**TEXT SEGMENT**
──────

Benefits of exit tickets

Exit tickets provide a number of helpful benefits for teachers and students.

They have been found to improve behavior and academic achievement by helping student make connections between new and existing information, and identify with their classmates and teacher.

In one study, researchers found that exit tickets elicited a high level of honesty from students and enabled teachers to recognize students who needed additional support. Teachers identified that students felt heard and shared ownership of their learning.

Besides enabling students to feel heard, exit tickets:

  1. Provide opportunities for differentiated instruction
  2. Offer a low stress means of assessing student comprehension
  3. Provide opportunities to collect feedback on student well-being, welfare and classroom environment
  4. Help students reflect on their learning at the end of class or start of the next

Need more convincing? Here are more reasons to use exit tickets in your classroom with links to research that backs up the benefits.

The types of exit tickets

3-2-1 exit tickets

The 3-2-1 exit ticket format gets students to list 3 things they learned in the lesson, 2 things they liked about the lesson, and 1 question they still have about the lesson.

Benefits:

  • Gives students the chance for self-modification prior to summative assessment
  • Embeds reflective learning practices
  • Teachers can use responses to guide lesson planning, understand what concepts may need further review, and learn what students enjoyed

💡 Bonus: See this guide on how to ask great 3-2-1 exit ticket questions which covers examples for math and science, social studies, HASS, and reading and grammar.

Formative assessment exit tickets

Formative assessment exit tickets will give you a fast, reliable view of who "got" the lesson and who needs more help, both at the class-wide and individual level.

──────

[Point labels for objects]

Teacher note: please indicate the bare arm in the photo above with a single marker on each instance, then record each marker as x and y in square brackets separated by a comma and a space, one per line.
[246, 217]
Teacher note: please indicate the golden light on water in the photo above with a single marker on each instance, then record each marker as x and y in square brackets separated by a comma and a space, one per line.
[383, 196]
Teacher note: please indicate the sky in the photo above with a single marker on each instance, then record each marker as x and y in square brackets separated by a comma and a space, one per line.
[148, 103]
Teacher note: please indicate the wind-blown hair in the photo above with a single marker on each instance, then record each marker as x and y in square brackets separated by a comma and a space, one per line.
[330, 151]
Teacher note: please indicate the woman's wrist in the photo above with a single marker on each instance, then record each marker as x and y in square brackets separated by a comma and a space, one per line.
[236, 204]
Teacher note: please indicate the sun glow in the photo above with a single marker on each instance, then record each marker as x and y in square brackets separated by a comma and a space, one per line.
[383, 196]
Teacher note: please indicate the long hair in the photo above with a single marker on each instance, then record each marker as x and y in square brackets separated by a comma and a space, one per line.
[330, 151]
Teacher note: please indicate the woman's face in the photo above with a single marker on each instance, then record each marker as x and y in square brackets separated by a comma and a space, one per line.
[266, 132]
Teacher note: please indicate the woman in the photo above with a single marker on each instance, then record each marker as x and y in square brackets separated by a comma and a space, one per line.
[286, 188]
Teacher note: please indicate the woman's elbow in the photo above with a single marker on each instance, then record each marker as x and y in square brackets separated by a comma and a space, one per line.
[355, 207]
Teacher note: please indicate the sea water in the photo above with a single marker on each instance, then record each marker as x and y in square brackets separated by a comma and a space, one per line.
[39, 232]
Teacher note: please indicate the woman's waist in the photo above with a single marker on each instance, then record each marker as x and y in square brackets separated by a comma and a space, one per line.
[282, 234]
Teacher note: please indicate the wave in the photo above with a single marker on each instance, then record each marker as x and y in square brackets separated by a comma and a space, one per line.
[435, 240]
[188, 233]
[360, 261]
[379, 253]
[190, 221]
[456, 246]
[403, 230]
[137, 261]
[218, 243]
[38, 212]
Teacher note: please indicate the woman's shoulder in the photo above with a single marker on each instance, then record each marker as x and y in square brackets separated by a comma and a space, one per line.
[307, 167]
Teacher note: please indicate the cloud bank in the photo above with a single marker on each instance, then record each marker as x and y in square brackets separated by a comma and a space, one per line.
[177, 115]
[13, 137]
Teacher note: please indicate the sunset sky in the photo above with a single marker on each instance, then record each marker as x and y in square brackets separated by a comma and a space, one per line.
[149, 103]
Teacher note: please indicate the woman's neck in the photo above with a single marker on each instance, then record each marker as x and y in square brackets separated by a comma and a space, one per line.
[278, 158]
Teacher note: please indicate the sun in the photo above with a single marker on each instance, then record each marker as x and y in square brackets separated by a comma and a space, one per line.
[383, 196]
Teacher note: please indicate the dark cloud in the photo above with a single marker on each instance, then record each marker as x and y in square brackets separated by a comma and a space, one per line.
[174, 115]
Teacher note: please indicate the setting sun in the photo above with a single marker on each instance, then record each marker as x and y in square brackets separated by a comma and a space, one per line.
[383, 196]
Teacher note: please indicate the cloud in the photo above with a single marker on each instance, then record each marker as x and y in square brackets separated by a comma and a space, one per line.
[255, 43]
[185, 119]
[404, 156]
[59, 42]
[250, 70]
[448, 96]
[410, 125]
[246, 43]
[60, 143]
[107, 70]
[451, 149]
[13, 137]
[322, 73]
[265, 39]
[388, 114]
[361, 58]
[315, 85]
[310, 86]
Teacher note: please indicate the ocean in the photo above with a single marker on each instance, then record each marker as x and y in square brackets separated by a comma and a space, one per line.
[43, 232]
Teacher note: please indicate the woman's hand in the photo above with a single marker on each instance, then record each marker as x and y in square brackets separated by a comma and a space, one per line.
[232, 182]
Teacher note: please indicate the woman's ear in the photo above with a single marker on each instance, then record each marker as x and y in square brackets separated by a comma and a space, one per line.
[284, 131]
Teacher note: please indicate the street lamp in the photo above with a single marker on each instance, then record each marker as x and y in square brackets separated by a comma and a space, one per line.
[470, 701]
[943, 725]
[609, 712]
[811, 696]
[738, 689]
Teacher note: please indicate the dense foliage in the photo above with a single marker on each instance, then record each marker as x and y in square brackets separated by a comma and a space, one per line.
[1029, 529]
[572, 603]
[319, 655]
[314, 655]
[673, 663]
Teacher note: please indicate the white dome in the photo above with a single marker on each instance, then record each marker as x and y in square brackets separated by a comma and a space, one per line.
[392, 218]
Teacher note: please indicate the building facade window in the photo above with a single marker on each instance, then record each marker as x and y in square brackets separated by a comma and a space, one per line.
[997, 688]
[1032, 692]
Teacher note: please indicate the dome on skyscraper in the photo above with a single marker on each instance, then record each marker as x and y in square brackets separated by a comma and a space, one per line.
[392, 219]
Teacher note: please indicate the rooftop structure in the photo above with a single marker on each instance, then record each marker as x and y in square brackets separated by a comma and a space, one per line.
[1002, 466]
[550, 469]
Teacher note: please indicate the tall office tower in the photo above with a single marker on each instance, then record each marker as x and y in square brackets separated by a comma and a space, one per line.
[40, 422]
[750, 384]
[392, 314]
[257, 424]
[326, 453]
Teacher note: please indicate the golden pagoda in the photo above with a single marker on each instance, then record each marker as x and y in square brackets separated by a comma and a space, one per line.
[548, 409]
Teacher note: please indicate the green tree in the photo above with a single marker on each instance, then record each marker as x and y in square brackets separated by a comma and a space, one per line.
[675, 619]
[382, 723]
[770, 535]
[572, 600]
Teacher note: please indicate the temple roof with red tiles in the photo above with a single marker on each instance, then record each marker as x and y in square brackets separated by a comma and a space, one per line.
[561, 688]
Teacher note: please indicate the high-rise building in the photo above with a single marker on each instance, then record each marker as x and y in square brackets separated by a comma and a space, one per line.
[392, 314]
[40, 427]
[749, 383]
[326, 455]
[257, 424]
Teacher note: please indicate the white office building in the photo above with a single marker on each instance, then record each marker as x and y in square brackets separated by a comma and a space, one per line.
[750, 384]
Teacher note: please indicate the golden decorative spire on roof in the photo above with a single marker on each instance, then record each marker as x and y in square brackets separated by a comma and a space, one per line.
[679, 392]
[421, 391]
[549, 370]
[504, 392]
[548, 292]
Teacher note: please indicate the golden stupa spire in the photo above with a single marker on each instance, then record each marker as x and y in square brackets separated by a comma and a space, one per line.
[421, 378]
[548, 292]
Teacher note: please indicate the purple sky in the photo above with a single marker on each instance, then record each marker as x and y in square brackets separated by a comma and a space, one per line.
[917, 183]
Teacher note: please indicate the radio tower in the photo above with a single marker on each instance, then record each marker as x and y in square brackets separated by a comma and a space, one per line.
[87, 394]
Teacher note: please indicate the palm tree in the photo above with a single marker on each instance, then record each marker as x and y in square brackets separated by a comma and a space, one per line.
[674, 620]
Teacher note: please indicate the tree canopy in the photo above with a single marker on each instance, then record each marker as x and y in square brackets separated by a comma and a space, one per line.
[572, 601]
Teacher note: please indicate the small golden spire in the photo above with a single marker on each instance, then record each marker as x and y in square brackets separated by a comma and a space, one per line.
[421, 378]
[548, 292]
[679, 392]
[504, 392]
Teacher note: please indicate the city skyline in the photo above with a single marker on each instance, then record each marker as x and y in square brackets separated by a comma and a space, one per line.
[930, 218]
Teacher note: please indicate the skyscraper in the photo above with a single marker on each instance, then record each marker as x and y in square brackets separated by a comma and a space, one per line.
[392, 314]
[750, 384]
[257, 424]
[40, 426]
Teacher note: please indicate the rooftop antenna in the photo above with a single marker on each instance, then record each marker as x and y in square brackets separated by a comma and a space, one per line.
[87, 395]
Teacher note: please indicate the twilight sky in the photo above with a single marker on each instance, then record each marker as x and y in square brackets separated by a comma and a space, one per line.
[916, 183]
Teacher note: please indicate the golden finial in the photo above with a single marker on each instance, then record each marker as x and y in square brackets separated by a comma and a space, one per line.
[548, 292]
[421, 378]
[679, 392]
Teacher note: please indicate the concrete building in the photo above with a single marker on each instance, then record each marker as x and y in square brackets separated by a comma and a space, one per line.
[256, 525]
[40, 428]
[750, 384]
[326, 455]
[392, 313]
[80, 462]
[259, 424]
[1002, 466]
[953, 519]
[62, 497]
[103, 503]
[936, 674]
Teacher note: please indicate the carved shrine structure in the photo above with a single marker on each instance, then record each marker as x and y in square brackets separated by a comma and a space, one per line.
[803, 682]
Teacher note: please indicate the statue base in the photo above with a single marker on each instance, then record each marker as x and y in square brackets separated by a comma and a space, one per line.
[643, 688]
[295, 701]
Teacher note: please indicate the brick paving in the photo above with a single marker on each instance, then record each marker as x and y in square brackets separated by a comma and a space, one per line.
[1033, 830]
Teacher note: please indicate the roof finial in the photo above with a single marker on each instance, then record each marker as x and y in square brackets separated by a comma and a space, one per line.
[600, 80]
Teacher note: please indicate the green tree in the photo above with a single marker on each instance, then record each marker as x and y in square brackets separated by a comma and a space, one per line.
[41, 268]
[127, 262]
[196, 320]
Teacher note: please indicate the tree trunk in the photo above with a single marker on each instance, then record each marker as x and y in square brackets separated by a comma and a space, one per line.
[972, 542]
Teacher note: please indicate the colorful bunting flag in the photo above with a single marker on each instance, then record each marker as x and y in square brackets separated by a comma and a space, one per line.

──────

**DIRECTION 1**
In the text about exit tickets, what does the 3-2-1 format ask students to list?
**DIRECTION 2**
List each line in the rows that includes the word "tiles".
The rows have no connection to the text about exit tickets.

**FULL ANSWER 1**
Three things they learned in the lesson, two things they liked about it, and one question they still have about it.

**FULL ANSWER 2**
Teacher note: please indicate the temple roof with red tiles in the photo above with a single marker on each instance, then record each marker as x and y in square brackets separated by a comma and a space, one per line.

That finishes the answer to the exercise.